▶ [Given request]: State how many lines in the listing below contain the string "green". Reply with the number alone.

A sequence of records
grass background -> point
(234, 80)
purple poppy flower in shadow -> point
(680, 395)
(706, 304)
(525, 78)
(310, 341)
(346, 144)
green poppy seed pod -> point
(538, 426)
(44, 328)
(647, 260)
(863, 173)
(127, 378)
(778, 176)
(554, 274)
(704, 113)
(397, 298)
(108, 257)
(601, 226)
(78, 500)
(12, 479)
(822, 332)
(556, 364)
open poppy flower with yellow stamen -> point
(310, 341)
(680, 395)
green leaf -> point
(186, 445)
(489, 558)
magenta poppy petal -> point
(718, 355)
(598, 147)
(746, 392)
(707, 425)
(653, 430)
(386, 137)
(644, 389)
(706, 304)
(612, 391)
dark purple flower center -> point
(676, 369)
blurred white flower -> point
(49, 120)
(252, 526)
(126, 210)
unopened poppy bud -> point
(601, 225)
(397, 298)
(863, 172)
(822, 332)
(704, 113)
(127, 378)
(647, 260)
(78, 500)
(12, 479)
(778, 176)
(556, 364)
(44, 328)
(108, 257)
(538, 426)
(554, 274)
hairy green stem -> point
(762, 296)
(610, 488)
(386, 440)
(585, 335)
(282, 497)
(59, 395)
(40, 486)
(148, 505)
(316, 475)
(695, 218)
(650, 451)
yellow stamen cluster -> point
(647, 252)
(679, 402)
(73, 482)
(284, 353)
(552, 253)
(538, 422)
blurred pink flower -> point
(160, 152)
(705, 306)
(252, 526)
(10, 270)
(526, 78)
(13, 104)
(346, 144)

==

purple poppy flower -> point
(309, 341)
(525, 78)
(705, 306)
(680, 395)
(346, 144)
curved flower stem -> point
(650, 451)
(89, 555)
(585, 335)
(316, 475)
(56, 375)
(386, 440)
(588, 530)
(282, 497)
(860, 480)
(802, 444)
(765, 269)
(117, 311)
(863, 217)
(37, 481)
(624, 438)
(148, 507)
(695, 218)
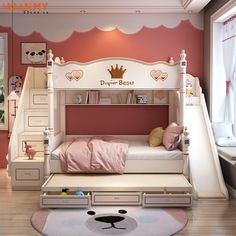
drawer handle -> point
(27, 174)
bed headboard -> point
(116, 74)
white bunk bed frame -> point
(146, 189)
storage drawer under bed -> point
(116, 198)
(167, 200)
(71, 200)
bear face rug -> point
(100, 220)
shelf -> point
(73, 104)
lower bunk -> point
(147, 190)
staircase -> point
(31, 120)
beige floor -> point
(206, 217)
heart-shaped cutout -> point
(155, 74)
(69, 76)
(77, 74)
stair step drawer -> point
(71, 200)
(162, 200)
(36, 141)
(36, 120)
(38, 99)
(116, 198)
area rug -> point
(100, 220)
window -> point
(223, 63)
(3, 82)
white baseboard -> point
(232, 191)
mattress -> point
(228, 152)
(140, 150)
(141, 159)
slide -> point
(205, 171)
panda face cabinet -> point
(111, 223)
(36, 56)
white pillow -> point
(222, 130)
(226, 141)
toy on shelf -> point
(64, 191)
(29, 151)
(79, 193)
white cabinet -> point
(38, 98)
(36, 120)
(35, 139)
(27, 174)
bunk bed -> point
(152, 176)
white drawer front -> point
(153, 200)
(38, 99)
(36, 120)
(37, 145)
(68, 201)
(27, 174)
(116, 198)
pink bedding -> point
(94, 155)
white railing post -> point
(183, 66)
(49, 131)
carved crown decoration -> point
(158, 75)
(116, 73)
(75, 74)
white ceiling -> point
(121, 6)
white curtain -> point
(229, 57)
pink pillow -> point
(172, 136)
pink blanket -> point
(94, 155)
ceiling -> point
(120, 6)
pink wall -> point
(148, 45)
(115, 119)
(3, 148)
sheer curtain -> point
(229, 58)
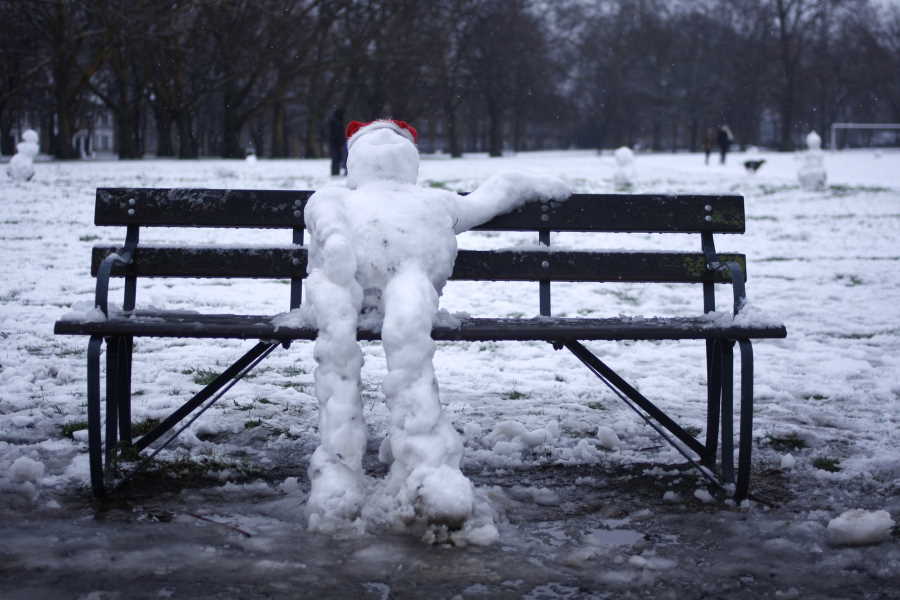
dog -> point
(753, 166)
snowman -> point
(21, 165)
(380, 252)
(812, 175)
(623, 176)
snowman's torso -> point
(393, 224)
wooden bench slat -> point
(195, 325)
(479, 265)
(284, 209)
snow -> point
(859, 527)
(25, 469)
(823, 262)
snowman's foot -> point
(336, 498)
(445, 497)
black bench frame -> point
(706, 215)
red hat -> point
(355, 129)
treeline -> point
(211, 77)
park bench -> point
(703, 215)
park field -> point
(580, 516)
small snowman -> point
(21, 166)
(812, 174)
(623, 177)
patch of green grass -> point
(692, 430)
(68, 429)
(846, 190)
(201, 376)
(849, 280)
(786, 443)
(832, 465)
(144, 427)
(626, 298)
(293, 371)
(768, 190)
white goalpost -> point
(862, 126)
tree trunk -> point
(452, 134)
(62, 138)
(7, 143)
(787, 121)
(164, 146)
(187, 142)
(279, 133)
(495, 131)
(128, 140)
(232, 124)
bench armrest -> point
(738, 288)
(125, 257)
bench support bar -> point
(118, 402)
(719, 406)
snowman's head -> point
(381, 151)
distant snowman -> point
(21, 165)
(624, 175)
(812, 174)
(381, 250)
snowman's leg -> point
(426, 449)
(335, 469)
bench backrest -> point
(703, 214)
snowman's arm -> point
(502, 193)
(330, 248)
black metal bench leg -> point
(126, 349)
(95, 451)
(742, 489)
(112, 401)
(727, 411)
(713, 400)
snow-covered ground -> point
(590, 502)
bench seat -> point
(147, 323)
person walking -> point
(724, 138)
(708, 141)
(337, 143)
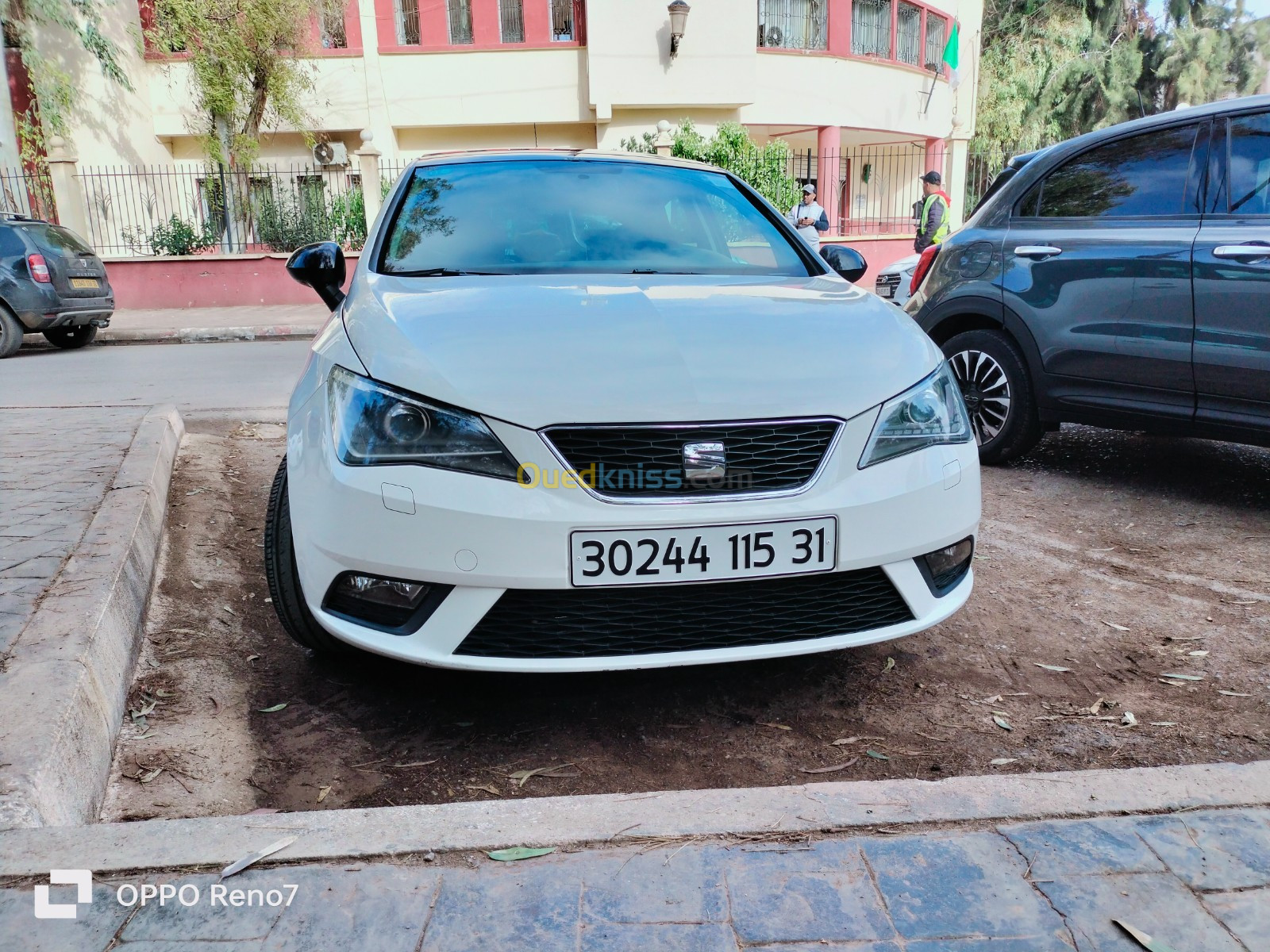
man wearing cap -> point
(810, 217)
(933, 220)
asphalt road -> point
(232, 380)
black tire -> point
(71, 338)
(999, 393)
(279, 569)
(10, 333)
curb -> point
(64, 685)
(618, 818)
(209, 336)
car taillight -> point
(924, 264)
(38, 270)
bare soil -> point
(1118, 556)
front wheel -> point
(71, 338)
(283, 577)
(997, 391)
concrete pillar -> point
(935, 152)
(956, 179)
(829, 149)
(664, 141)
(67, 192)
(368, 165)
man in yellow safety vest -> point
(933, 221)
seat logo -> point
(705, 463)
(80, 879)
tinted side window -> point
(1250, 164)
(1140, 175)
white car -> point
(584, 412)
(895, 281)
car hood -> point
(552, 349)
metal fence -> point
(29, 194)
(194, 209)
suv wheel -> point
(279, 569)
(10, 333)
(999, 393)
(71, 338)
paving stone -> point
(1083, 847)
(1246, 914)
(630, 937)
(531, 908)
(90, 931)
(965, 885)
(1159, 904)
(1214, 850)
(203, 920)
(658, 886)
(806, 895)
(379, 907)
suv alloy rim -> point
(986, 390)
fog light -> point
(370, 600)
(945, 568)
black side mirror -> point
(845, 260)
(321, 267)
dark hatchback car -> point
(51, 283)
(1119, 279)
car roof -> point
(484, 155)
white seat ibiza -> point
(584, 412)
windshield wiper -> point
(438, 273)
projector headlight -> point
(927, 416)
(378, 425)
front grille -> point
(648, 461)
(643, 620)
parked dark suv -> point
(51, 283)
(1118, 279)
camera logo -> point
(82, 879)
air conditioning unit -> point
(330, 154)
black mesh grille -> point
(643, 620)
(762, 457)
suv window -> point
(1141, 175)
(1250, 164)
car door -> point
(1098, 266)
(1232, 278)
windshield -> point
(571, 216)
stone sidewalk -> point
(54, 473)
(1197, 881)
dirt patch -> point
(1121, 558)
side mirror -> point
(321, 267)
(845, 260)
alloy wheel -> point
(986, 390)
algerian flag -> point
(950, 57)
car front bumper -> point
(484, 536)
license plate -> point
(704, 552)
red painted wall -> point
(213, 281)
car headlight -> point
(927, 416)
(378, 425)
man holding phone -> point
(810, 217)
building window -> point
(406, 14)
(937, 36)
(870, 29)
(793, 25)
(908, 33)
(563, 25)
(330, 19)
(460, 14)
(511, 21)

▶ [Solution for this task]: 4